• _About this exercise_
Go to the line that includes "<point>286,15</point>" and retype it, then every line after it to the end of the data, adding nothing.

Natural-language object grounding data
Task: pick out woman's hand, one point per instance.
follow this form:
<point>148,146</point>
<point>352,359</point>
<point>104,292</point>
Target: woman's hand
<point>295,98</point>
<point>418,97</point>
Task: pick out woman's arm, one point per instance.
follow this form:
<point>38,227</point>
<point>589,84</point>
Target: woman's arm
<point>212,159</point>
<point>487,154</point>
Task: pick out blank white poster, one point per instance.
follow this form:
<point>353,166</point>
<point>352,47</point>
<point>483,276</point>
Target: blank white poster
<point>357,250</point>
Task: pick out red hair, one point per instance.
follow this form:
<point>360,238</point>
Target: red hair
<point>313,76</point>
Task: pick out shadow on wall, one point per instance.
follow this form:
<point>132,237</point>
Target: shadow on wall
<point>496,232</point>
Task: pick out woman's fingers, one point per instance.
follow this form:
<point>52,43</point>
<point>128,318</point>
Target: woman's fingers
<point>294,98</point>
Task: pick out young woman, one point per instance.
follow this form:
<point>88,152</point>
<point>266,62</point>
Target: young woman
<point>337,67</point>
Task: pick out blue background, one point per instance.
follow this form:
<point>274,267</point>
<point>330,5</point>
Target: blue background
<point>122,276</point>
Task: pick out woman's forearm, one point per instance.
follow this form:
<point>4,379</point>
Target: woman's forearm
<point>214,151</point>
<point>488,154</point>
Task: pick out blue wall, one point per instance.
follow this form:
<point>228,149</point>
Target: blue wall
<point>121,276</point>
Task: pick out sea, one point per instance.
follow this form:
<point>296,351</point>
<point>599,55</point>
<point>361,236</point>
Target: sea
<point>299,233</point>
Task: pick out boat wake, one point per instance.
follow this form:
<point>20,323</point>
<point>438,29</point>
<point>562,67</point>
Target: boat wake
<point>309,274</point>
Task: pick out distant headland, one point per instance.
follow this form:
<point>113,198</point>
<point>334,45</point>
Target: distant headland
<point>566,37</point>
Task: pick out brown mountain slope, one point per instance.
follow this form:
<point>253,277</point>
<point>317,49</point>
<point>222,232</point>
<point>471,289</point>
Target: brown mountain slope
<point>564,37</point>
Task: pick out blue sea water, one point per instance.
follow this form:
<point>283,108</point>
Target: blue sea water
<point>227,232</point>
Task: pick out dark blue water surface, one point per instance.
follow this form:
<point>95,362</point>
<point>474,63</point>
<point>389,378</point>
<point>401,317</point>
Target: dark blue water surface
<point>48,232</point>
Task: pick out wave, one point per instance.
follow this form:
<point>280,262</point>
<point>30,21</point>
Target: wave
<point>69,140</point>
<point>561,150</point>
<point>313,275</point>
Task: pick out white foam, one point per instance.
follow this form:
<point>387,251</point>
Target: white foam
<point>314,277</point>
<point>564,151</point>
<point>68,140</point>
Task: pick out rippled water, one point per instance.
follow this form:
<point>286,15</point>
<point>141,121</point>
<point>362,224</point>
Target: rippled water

• _Exercise response_
<point>286,15</point>
<point>141,121</point>
<point>362,224</point>
Target: rippled water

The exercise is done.